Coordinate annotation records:
____
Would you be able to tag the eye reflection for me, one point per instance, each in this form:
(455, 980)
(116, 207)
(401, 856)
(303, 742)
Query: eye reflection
____
• **Directions**: Write out the data above line for line, without any changes.

• **Result**:
Would you be able to tag the eye reflection for me, one point per instance, each in this form:
(455, 980)
(116, 207)
(401, 856)
(303, 742)
Query: eye reflection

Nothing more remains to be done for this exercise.